AIM = Return every line of the data below that contains the string "small". Matching is case-sensitive.
**** SOURCE MATERIAL ****
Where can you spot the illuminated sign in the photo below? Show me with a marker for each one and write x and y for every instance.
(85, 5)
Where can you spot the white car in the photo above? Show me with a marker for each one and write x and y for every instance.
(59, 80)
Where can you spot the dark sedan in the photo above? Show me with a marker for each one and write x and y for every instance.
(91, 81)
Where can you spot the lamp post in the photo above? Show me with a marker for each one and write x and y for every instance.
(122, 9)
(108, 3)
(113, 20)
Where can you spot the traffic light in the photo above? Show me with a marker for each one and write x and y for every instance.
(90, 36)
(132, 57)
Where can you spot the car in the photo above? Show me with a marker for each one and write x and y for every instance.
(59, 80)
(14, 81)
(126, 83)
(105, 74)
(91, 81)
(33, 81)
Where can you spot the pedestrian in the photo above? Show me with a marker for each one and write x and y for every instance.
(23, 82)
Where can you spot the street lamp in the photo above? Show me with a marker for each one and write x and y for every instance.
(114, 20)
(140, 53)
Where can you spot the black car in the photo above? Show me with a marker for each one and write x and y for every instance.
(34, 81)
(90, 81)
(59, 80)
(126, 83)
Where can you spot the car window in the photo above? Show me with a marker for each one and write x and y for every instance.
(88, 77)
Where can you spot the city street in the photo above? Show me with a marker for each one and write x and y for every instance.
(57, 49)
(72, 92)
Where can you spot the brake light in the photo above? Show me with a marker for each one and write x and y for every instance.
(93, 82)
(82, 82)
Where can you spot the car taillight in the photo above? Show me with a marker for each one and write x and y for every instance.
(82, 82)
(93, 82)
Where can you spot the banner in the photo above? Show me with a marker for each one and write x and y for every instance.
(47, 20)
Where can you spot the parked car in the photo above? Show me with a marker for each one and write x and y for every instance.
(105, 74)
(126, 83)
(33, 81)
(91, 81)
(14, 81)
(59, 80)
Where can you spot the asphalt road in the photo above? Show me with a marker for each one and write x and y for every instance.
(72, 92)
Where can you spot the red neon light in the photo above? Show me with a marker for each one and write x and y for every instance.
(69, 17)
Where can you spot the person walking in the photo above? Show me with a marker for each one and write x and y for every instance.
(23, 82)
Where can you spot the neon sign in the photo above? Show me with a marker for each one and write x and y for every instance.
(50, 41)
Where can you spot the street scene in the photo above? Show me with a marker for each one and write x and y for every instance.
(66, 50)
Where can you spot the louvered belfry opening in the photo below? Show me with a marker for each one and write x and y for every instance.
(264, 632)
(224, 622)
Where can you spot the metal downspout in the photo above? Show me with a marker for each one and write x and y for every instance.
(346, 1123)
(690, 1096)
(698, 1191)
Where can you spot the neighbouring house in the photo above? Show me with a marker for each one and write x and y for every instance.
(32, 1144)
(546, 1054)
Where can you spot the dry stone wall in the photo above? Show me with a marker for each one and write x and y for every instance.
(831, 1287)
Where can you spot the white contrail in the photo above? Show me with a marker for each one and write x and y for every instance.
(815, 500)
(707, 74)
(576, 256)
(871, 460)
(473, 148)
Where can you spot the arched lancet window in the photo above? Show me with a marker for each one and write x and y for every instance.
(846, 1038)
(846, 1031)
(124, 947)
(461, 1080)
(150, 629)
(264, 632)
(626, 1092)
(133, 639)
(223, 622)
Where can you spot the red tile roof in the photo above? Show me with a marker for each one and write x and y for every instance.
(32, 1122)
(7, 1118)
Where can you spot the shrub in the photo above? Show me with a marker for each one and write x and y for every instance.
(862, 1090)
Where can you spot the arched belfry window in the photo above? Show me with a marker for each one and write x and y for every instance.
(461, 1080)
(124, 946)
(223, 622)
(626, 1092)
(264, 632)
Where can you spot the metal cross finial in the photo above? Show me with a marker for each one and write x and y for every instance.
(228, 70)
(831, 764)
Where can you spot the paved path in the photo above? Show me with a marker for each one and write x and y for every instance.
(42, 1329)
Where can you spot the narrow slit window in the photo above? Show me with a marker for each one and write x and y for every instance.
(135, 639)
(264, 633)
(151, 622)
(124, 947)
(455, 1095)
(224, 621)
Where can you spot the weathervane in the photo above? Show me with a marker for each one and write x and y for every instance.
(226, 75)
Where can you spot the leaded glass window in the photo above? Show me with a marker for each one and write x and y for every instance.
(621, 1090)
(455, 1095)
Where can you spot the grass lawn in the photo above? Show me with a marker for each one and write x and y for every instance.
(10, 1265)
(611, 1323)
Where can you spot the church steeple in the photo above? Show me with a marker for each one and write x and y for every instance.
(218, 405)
****
**** SOURCE MATERIAL ****
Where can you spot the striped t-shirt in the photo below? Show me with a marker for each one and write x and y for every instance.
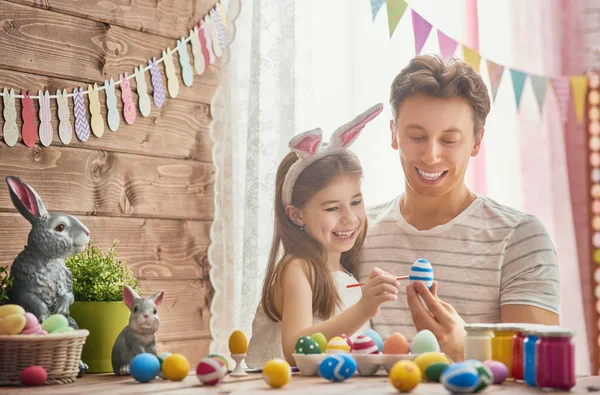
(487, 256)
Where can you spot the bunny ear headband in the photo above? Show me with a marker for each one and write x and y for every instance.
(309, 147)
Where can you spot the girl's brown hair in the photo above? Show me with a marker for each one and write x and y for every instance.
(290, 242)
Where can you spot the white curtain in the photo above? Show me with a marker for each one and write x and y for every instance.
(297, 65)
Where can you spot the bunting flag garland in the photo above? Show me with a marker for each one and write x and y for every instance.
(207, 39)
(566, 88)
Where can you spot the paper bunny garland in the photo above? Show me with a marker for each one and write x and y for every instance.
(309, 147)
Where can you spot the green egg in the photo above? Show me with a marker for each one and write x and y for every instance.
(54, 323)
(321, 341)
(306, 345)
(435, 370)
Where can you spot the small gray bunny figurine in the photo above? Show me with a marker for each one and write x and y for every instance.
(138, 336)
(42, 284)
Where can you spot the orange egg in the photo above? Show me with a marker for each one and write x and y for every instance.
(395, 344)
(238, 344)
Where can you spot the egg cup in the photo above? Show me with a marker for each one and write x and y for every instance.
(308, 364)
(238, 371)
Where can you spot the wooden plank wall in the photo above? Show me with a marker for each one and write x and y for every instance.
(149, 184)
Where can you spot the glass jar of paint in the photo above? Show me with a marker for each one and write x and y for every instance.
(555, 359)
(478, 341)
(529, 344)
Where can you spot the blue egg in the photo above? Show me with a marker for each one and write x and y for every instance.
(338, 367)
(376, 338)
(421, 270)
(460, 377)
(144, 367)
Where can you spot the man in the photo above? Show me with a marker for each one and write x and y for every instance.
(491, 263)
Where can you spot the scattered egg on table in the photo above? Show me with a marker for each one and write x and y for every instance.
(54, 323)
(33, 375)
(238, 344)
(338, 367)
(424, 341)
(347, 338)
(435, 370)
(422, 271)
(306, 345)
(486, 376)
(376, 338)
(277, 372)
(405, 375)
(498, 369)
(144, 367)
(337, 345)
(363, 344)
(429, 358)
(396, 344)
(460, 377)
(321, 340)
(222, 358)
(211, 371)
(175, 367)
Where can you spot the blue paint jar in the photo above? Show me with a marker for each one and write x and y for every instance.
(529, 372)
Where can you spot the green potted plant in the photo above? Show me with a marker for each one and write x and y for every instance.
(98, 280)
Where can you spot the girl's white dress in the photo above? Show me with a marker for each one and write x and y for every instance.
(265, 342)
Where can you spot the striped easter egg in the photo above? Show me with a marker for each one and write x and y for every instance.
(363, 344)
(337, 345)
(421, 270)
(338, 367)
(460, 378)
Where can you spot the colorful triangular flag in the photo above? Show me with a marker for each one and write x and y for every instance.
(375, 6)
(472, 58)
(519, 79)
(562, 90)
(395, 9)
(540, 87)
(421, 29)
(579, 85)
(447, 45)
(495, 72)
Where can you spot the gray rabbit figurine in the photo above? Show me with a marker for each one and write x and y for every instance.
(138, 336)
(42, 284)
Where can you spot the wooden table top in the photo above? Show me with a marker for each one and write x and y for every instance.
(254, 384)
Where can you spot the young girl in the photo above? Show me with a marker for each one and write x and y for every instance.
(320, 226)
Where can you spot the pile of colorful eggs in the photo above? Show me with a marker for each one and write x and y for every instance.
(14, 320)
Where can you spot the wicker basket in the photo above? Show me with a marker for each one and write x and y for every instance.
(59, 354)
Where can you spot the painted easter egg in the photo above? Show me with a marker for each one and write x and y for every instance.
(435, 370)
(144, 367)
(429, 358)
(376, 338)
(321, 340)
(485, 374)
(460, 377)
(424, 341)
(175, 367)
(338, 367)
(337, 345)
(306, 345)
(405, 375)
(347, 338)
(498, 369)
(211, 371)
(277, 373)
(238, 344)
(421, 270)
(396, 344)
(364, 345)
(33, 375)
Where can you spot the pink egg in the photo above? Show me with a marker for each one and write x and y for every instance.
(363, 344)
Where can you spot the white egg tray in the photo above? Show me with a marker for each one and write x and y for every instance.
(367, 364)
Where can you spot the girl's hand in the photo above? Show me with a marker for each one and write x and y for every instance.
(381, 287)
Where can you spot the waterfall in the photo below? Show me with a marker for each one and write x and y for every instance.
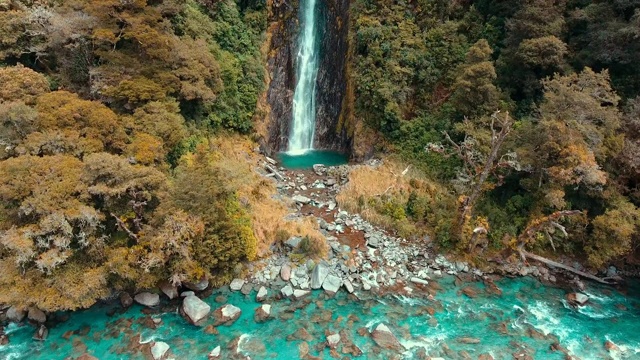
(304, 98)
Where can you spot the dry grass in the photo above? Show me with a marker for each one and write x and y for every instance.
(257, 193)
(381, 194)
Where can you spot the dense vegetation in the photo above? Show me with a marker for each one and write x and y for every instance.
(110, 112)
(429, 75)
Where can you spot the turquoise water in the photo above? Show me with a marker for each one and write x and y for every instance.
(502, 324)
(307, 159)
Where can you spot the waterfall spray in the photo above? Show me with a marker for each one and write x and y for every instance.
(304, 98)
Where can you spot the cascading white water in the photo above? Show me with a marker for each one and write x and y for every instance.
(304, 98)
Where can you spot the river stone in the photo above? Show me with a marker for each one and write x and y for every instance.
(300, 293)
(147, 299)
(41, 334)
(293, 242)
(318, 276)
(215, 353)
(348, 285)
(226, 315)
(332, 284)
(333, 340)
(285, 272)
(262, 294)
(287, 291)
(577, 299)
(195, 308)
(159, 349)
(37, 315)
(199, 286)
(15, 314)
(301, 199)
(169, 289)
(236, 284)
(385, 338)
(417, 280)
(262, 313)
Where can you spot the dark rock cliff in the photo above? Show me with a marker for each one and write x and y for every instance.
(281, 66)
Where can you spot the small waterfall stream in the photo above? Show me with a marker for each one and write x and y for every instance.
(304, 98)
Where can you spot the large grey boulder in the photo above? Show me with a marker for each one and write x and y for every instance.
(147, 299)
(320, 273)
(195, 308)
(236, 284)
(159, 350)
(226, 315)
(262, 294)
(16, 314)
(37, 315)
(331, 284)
****
**** SOURCE MATERIAL ****
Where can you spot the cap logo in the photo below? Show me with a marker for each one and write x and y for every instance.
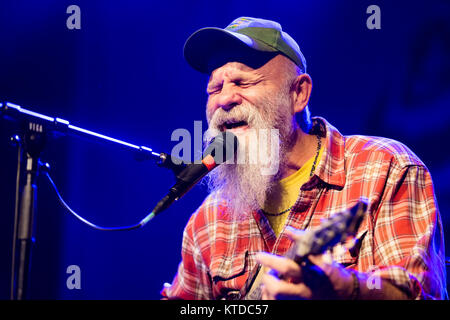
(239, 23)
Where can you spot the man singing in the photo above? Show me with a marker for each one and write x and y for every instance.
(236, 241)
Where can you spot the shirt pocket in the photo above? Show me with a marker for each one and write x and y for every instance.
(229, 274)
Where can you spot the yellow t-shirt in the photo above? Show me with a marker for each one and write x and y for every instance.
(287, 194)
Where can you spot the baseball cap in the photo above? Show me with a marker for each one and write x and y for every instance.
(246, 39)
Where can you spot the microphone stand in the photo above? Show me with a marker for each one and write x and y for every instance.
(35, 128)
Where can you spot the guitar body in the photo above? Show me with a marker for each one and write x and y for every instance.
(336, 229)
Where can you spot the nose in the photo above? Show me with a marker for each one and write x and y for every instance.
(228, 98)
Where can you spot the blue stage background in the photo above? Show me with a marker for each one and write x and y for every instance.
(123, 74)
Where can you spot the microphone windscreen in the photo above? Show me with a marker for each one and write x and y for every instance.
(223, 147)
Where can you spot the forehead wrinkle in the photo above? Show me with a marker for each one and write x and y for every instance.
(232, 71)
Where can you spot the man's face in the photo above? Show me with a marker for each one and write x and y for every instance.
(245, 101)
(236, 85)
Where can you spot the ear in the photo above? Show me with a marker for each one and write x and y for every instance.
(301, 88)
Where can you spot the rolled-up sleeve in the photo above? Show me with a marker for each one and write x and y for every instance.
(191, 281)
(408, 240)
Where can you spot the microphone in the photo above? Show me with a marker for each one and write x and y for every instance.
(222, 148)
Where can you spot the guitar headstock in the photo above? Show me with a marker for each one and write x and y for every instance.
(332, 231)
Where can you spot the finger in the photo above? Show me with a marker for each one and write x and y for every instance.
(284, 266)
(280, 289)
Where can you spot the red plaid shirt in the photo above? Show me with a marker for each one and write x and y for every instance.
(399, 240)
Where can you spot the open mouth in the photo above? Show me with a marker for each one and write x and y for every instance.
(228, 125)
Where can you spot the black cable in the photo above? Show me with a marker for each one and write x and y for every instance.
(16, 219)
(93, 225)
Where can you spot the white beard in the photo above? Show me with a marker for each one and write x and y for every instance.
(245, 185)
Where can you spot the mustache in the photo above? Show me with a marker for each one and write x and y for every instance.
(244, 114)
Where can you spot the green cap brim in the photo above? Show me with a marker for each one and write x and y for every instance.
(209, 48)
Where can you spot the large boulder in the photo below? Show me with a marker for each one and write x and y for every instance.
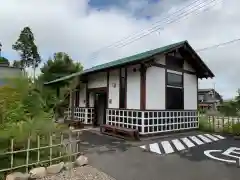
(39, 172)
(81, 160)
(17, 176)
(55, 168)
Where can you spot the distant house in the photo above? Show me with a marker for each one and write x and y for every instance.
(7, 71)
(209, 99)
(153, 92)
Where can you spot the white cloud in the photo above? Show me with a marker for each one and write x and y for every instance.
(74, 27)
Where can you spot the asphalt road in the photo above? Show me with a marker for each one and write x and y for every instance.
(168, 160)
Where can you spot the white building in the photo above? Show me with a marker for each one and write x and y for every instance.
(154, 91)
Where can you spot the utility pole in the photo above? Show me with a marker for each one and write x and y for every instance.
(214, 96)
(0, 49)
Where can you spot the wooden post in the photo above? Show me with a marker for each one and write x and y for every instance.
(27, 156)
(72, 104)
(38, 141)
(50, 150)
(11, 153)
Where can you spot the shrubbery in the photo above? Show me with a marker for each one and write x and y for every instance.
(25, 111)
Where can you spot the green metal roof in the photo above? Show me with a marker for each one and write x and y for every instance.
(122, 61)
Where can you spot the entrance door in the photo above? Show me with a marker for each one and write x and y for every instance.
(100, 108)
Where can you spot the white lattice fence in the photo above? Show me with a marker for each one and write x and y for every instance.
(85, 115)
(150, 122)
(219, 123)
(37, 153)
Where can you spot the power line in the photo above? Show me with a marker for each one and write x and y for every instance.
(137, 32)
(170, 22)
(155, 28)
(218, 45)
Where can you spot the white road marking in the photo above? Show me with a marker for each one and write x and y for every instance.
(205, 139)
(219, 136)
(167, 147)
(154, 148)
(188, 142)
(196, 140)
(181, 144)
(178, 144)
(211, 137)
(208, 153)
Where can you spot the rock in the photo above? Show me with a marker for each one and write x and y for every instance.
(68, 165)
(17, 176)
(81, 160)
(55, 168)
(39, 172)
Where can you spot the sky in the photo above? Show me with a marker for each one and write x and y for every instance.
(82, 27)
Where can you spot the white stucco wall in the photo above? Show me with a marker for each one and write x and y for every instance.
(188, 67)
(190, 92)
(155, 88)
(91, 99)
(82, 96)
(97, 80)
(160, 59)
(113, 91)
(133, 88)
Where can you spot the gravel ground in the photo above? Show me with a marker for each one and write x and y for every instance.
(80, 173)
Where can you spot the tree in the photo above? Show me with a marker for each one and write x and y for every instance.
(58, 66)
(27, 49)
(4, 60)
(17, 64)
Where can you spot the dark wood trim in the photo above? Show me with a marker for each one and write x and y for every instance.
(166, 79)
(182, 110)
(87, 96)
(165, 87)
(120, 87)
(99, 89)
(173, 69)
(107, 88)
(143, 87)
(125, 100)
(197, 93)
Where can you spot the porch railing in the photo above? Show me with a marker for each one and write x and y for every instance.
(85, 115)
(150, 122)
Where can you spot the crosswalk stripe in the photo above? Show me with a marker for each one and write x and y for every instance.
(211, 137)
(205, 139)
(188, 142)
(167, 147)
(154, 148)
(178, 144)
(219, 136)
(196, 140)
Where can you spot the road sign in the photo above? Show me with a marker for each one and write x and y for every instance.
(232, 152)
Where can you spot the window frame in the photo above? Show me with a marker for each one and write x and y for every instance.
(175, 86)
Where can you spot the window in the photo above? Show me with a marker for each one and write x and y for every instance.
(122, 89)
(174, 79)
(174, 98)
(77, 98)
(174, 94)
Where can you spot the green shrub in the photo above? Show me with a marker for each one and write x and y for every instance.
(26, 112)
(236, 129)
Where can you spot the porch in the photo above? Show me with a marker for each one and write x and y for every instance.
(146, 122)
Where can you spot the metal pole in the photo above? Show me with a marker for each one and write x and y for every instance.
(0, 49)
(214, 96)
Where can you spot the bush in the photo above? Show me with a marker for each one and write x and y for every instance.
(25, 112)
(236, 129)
****
REPLY =
Where can you spot the small gray bunny figurine in the photo above? Show me with a marker for each one and write x and y for every instance.
Where can you spot the small waterfall stream in the photo above? Show me with a marker for each one and write x and y for every instance.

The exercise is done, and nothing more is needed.